GOAL:
Extend the article on text compression, picking up right after its final sentence.

PASSAGE SHOWN:
The University of Texas at Austin
Austin, Texas 78712




This paper has been published. It should be cited as

James L. Peterson, ``Text Compression'', Byte, Volume 4, Number 12, (December 1979), pages 106-118; also reprinted in Bits and Pieces, Byte Books, Peterborough, NH, (1980), pages 135-141.


1. Introduction

A continuing problem on any computer system is storage. There is never enough computer memory for all the information which we wish to store. This is true both for programs in main memory and for the information which reside on peripheral devices.

One solution to this problem is simply to buy more memory. Particularly in the case of storage devices with removable media, such as cassettes, floppies, magnetic tape and even paper tape, additional media can be purchased and used as necessary. But even here economics will eventually limit the amount of storage available.

An alternative approach is to try to make better use of existing storage media. This is where text compression can be of great use. The idea of text compression is to reduce the amount of space needed to store a file by compressing it, making it smaller. Compression is accomplished by changing the way in which the file is represented. The encoding procedure is performed in such a way that it is reversible, that is, it can later be decoded to produce the original uncompressed file. The encoded version of the file is hopefully smaller than the original file, and hence space is saved.


Figure 1. The text compression process.

The cost of this space saving is CPU time. Additional CPU time will be needed to encode and decode the compressed files as they are processed. However, it should be noted that microprocessors are seldom CPU-bound, but more commonly have extra CPU cycles available. In fact, the total execute time of many programs will be less on a compressed file despite its encoded form. This is because the I/O transfer time for a compressed file will be less than the transfer time for an uncompressed file, since there are fewer bits to read or write. Hence, I/O bound programs (like assemblers and loaders) may execute faster on compressed files.

The basic idea of text compression then is to find an encoding for the file to be compressed which takes minimal space. Many algorithms for text compression have been invented and we present some of them here. In general, these algorithms will work for any type of data: numeric, character string, and so on, but for purposes of this paper, we limit ourselves to text, strings of characters. This will include programs, documentation, mailing lists, data, and many other files stored in computers. In fact, object programs too, if considered as simply strings of bytes, can be compressed, although some care must be taken.

DATA EXCERPT:
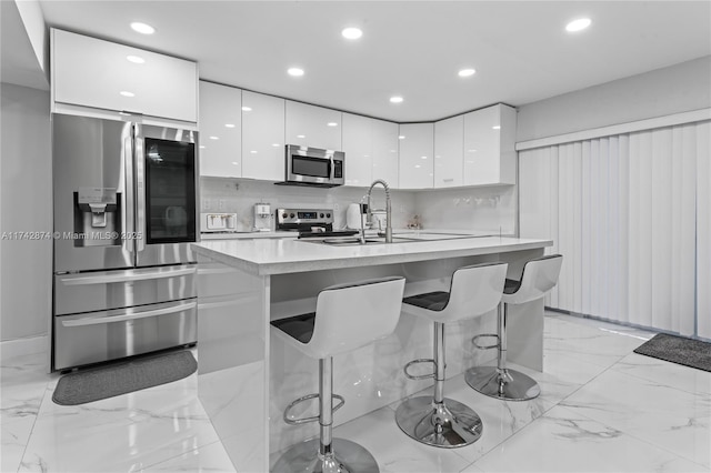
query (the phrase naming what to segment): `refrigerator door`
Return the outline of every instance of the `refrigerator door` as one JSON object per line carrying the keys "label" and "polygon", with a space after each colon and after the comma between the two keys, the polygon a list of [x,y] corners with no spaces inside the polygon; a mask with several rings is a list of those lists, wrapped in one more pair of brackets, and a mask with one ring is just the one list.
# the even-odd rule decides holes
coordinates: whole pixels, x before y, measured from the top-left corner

ANSWER TO THE TASK:
Text compression is accomplished by careful selection of the representation of the information in the compressed file. For many small computer systems, ASCII is generally used to represent characters. The main advantage of ASCII is that the representation is standard and easy to define. A major disadvantage is its poor space utilization. ASCII is a 7-bit code while most microprocessors handle 8-bit bytes. Thus, 1 bit out of 8 (12.5%) is wasted simply because a 7-bit character code is used in an 8-bit byte. Further, most control codes are seldom used, and many applications do not need both upper and lower case characters. Thus, another bit can generally be reclaimed with ease providing at least 25% savings in storage space. Many of the algorithms presented here can turn these extra bits into even more savings.

Notice, however, that this approach will require a description somewhere of how the compressed file is represented. This description is commonly the encoding and decoding routines. The savings which result from text compression must be balanced against both the additional CPU time for encoding and decoding and the storage space necessary for the encoding and decoding routines. Also, different types of files may be best encoded by different methods, so several different encoding and decoding routines may be necessary.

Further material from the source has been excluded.